▸ Dataset records:
========================================================================

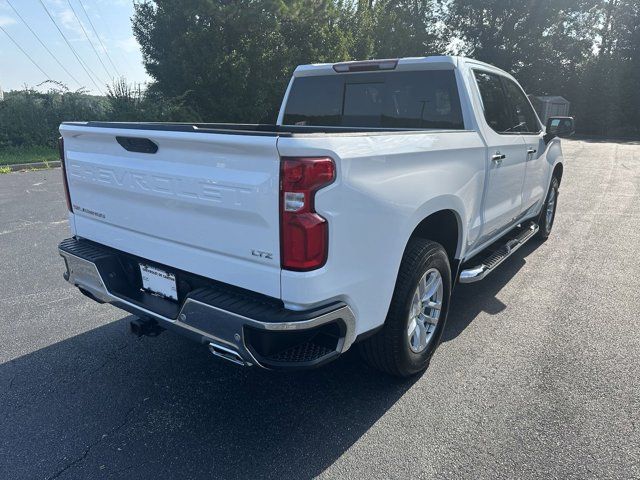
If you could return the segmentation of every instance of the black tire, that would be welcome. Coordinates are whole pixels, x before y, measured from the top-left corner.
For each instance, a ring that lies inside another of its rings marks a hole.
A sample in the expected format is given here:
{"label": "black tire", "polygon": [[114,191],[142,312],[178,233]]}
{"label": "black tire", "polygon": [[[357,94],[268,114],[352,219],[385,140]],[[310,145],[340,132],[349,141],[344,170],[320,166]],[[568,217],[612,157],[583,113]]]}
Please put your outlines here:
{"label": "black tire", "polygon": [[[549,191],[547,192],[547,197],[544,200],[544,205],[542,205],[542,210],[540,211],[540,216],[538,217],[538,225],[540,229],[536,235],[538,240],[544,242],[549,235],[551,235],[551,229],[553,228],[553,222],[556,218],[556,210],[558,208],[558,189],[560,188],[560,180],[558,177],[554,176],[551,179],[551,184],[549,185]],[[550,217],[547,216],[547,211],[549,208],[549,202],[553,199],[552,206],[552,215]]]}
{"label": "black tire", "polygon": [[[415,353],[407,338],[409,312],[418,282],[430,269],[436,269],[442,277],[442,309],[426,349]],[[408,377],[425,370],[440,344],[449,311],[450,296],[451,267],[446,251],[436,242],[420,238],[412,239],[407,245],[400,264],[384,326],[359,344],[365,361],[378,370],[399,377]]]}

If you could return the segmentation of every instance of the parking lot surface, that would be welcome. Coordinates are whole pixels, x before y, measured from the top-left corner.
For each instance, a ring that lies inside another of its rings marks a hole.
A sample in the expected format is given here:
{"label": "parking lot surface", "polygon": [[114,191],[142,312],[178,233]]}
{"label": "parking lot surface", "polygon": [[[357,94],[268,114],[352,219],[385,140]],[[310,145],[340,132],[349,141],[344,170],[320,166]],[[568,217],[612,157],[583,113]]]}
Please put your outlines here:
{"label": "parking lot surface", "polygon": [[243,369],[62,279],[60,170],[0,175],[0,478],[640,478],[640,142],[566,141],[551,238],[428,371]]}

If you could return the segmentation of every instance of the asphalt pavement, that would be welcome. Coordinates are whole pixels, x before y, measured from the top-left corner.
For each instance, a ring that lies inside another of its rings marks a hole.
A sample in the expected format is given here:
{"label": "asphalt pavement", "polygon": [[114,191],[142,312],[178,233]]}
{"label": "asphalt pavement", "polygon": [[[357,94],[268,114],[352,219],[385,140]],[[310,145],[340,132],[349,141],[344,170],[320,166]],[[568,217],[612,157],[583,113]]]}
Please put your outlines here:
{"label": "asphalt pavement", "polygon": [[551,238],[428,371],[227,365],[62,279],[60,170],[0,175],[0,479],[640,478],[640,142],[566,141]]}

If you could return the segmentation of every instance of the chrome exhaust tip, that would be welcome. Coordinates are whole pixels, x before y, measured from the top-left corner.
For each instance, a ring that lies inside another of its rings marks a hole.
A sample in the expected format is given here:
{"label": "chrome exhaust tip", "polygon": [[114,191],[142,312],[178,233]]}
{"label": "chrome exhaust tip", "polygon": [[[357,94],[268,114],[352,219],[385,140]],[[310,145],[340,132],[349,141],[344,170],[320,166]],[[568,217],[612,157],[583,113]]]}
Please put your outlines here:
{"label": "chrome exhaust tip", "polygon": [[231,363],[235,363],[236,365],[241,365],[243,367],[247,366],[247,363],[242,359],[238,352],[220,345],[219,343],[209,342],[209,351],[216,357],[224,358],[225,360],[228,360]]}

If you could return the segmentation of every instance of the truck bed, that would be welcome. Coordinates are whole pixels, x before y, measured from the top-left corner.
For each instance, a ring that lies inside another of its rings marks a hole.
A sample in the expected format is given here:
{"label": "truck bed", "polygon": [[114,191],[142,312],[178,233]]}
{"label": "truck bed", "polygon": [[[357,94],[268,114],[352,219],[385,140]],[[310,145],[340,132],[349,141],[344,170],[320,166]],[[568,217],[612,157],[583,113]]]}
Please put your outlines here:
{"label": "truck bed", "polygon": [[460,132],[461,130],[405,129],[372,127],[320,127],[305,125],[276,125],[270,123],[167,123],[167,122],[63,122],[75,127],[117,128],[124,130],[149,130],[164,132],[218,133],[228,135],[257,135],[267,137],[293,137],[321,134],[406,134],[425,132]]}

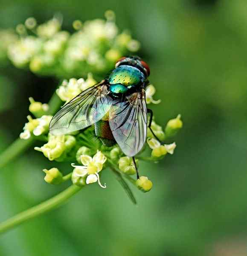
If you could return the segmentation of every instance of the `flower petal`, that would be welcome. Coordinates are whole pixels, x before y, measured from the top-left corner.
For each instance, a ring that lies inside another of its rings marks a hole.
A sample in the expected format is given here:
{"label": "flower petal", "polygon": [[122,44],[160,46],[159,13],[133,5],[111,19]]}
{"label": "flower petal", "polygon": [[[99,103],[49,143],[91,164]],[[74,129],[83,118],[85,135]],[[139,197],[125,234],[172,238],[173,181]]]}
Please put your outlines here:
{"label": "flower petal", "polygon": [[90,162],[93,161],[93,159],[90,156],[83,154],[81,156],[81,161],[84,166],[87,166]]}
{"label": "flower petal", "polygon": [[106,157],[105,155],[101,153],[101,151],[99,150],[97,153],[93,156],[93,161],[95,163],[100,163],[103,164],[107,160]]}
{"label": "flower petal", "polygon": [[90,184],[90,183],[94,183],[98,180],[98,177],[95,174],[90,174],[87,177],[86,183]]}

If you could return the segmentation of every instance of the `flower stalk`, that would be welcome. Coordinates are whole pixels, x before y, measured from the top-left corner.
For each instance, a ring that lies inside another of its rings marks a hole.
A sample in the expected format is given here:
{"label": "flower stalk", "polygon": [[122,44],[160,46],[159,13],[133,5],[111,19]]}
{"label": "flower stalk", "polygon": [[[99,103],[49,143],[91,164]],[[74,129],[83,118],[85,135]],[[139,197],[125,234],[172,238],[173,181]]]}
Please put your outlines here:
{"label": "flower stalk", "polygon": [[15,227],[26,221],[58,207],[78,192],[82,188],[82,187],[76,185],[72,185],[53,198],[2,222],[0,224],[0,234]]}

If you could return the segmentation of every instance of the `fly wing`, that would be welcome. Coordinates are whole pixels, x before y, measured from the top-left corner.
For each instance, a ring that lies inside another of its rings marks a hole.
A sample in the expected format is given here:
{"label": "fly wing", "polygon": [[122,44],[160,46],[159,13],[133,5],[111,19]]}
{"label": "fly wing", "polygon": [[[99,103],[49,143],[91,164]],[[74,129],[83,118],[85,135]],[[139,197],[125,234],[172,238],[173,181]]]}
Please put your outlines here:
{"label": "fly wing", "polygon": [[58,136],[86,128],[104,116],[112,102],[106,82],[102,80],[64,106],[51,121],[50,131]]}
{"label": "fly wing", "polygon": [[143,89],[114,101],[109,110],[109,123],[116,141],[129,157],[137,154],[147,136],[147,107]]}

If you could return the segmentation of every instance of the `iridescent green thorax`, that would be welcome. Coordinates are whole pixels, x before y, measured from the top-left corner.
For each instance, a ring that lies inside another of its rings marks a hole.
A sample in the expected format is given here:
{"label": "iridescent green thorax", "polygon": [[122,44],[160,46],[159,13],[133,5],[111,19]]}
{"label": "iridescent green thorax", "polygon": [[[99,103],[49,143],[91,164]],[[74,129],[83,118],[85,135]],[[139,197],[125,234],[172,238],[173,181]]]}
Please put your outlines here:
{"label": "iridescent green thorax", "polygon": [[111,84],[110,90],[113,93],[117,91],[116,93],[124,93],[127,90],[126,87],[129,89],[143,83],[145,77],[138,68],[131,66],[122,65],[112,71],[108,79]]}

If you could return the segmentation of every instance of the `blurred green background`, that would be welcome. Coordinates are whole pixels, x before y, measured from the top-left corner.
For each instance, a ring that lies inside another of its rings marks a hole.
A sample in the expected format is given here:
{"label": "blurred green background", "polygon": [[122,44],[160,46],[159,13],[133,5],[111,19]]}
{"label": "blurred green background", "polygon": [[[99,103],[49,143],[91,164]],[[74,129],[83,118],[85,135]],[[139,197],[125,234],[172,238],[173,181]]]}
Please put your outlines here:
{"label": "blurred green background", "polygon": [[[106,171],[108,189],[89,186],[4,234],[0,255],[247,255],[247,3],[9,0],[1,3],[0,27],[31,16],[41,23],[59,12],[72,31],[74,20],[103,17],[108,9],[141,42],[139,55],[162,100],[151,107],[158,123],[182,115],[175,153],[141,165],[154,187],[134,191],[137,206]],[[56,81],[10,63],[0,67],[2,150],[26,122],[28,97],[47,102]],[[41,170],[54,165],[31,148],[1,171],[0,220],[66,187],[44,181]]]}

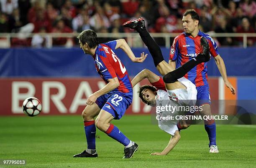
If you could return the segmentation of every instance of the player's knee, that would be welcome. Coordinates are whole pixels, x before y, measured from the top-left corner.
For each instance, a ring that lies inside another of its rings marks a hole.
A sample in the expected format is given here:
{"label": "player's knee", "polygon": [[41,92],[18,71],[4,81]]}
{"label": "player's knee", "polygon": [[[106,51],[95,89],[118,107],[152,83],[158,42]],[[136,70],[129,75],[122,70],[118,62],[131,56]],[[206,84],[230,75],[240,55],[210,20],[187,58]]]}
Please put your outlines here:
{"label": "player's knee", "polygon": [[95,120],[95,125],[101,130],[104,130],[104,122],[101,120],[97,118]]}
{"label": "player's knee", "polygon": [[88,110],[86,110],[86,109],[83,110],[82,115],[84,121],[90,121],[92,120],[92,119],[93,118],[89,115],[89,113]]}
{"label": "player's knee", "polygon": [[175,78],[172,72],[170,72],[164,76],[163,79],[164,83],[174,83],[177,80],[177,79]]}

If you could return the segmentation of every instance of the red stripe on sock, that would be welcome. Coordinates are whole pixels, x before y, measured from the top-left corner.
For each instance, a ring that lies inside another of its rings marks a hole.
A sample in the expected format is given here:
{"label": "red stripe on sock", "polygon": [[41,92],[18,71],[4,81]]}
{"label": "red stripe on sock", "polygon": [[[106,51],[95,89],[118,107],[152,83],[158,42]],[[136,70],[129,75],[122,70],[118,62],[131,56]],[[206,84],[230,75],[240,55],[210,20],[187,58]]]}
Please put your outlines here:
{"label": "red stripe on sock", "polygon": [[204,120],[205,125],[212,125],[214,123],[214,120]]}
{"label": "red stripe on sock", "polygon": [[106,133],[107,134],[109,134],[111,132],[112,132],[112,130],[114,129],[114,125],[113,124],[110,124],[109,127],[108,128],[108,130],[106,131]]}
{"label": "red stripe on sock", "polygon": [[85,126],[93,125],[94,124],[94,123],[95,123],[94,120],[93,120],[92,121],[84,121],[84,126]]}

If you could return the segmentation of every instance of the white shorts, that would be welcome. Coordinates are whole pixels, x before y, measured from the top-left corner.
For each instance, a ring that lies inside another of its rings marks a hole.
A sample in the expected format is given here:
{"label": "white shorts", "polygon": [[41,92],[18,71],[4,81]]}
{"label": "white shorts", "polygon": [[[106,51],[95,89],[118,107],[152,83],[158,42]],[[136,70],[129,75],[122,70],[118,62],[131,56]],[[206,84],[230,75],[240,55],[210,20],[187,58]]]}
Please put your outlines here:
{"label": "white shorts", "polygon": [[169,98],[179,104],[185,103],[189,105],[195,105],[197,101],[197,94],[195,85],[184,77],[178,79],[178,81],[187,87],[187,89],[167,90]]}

========================================================================

Return exactly the lines from the one containing "of the white" through the last line of the records above, both included, and nothing else.

▸ Solution for this task:
If you could return the segmentation of every instance of the white shorts, that would be welcome. Coordinates are whole pixels, x before y, measured from the top-left corner.
For each instance, a ring that lies inside another of its rings marks a hole.
A sample in the expected format is given here:
{"label": "white shorts", "polygon": [[41,92],[18,71],[4,81]]}
{"label": "white shorts", "polygon": [[[106,51],[95,89],[118,107],[152,83],[158,42]],[[136,70],[129,75],[122,70],[118,62],[131,56]],[[206,84],[230,75],[240,55],[210,20],[187,58]]]}
Please put your outlines here:
{"label": "white shorts", "polygon": [[169,98],[179,104],[185,103],[189,105],[195,105],[197,101],[197,94],[195,85],[184,77],[178,79],[178,81],[187,87],[187,89],[167,90]]}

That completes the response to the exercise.